• PROMPT
Reproduce every one of the following records verbatim, in their original order.
--------------------------------------------------
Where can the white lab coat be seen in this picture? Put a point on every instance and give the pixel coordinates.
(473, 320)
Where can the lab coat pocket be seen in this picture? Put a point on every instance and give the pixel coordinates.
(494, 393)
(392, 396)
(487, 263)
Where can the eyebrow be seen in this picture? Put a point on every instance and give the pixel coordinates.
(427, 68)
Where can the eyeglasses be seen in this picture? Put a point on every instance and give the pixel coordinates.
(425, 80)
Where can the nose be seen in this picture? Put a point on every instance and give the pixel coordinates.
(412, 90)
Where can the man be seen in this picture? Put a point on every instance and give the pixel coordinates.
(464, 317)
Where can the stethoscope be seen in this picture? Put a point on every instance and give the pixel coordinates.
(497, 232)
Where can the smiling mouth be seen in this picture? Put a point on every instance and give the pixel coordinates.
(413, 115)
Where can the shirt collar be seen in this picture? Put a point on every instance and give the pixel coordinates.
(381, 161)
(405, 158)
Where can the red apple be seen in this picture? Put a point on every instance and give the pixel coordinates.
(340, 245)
--------------------------------------------------
• ANSWER TO THIS PROBLEM
Where can the white lab coat be seen in this picture? Put a point on every instance and give the pixel coordinates.
(473, 320)
Where can the lab coat pocket be seen in this picture? Put a point on every instance and give the pixel coordinates.
(494, 393)
(392, 396)
(487, 263)
Where can the eyebrow be seen in this picture? Put a point on every instance and give the pixel coordinates.
(427, 68)
Where can the eyeglasses be seen in this picture? Put a point on every instance and give the pixel coordinates.
(425, 80)
Where can the nose be seen in this picture? Put a point on every instance and give the pixel coordinates.
(412, 90)
Where can the man be seen in this picture? Put a point on every instance and give the pixel coordinates.
(464, 317)
Where can the stethoscope be seen in this picture? Put a point on every instance and give the pixel coordinates.
(497, 232)
Where can the smiling mouth be seen in this picture? Put a point on every instance and give the pixel coordinates.
(413, 115)
Where can the shirt collar be seen in this picture? Put a point on every instance and give the pixel coordinates.
(381, 161)
(405, 158)
Where can the red apple be seen in this picture? Put a point on every instance and give the pixel coordinates.
(340, 245)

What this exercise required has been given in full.